- _WHAT THIS TASK INVOLVES_
Write out the lines from the line containing "TARGET = front wheel" through the final line of the listing below, exactly, omitting every other line.
┌─ RECORDS SHOWN
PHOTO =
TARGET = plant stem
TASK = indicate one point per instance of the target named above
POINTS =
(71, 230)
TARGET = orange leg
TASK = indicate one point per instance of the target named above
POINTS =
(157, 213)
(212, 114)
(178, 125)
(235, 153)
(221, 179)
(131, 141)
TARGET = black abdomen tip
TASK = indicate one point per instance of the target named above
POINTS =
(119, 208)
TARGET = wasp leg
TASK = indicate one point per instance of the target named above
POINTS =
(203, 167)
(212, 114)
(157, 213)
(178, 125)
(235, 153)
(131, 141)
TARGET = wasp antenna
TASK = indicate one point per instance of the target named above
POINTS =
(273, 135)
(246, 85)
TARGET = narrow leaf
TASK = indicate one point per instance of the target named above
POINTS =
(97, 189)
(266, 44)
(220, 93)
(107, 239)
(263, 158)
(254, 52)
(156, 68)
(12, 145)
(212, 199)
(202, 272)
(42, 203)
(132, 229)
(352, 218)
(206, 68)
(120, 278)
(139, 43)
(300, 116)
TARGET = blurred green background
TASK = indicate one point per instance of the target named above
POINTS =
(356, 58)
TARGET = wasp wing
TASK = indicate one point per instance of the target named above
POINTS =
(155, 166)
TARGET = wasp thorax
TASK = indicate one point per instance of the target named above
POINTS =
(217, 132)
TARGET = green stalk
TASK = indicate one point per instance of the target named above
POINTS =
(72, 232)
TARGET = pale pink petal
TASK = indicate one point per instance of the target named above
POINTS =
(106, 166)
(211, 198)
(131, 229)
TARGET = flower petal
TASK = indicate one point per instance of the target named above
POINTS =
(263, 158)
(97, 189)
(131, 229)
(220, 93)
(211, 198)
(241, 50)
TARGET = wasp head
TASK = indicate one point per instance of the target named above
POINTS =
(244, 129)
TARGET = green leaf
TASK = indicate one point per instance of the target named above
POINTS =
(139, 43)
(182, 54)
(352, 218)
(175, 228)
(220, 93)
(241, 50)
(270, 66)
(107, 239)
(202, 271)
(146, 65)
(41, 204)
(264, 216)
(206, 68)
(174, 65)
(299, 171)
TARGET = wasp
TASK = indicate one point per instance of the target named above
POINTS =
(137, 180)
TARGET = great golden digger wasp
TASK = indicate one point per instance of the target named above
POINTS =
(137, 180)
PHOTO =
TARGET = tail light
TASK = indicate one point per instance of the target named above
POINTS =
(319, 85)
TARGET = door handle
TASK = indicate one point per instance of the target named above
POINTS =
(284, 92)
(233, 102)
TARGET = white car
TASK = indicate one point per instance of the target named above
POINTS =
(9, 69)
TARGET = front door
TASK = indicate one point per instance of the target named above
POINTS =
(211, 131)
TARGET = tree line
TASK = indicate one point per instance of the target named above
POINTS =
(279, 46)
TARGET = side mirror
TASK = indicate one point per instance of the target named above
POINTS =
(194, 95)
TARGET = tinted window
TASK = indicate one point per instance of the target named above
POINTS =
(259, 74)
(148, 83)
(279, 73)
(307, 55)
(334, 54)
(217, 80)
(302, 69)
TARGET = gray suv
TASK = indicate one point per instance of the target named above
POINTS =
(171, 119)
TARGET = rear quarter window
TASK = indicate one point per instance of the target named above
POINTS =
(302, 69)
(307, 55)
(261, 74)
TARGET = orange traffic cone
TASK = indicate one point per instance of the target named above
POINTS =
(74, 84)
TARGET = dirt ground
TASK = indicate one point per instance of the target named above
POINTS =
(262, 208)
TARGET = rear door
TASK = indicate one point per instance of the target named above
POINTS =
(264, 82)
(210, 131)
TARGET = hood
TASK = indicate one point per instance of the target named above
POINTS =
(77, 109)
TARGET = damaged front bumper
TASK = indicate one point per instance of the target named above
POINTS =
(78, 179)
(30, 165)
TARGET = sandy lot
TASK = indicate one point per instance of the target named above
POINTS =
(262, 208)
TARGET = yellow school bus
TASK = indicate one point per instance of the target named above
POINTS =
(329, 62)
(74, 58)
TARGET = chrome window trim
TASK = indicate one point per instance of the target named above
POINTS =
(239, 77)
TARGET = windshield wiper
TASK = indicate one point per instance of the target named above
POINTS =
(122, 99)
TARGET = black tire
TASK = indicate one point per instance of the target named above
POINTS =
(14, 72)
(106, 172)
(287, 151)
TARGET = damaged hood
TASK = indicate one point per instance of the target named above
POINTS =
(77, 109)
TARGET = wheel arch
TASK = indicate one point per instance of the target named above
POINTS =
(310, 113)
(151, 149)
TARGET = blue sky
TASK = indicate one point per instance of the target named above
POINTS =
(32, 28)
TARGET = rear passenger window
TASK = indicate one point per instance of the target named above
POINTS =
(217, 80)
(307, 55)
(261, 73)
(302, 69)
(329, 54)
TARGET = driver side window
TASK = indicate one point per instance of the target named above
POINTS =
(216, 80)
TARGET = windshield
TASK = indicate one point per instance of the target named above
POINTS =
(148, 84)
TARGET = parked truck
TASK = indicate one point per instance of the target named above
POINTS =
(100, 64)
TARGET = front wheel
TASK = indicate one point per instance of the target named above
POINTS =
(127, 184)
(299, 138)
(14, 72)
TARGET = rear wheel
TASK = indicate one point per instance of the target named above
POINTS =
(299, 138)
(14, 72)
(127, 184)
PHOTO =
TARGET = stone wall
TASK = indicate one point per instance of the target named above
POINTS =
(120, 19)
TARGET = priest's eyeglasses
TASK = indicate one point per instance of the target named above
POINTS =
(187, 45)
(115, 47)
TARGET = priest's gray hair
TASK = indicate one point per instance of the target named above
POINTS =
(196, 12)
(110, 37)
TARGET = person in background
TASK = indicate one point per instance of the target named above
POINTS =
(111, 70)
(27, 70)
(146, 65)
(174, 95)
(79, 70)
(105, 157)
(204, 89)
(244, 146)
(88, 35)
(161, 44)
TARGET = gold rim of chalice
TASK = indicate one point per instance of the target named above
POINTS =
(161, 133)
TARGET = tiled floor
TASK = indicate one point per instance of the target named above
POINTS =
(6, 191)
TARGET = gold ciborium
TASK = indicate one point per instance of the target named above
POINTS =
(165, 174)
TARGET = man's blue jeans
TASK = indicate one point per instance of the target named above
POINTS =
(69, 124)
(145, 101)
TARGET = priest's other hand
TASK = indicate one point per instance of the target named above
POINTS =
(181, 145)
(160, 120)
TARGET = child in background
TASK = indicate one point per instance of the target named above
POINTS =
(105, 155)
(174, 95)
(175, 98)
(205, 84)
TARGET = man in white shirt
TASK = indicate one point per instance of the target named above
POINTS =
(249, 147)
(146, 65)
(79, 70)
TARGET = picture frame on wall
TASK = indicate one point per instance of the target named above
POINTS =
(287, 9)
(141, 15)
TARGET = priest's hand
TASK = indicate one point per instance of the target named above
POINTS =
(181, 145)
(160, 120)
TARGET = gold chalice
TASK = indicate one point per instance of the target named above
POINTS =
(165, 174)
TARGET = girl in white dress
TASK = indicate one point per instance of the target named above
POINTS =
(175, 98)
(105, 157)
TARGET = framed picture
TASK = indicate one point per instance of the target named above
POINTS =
└─
- _SOLUTION_
TARGET = front wheel
TASK = indicate one point per instance of the target named above
POINTS =
(127, 184)
(299, 138)
(14, 72)
TARGET = rear wheel
TASK = indicate one point per instance of the target named above
POINTS =
(299, 138)
(14, 72)
(127, 184)
PHOTO =
TARGET = stone wall
TASK = indicate one point per instance of the target named above
POINTS =
(120, 19)
TARGET = priest's eyeglasses
TASK = indicate one point per instance of the target named above
POINTS =
(187, 45)
(115, 47)
TARGET = priest's gray hair
TASK = indicate one point per instance of the target named above
POINTS =
(196, 12)
(110, 37)
TARGET = person in background
TASK = indicate one point per instance of the target named above
POINTS =
(111, 70)
(27, 70)
(146, 65)
(174, 95)
(79, 70)
(105, 157)
(204, 89)
(244, 146)
(88, 35)
(161, 44)
TARGET = gold rim of chalice
TASK = indicate one point per instance of the target named above
POINTS =
(161, 133)
TARGET = tiled floor
TASK = indicate one point per instance of the target named above
POINTS =
(6, 191)
TARGET = gold ciborium
TASK = indicate one point per instance of the target named above
POINTS =
(165, 174)
TARGET = man's blue jeans
TASK = indicate one point per instance of the target named above
POINTS =
(69, 124)
(145, 101)
TARGET = priest's other hand
TASK = indicate one point per instance of the target named above
POINTS =
(181, 145)
(160, 120)
TARGET = child in background
TASK = indicate one point per instance of the target named above
POINTS =
(105, 155)
(174, 95)
(175, 98)
(205, 84)
TARGET = man in white shirt
TASK = indicate one point per instance of the target named above
POINTS =
(249, 147)
(146, 65)
(79, 70)
TARGET = picture frame on wall
TASK = indicate one point per instance of the target named above
POINTS =
(287, 9)
(141, 15)
TARGET = priest's hand
TASK = indicate one point per instance of the target named above
POINTS =
(181, 145)
(160, 120)
TARGET = gold chalice
TASK = indicate one point per instance of the target named above
POINTS =
(165, 174)
TARGET = girl in white dress
TASK = indicate one point per instance of the target named above
POINTS =
(175, 98)
(105, 157)
TARGET = framed picture
TASK = indicate one point per instance of the target named above
POINTS =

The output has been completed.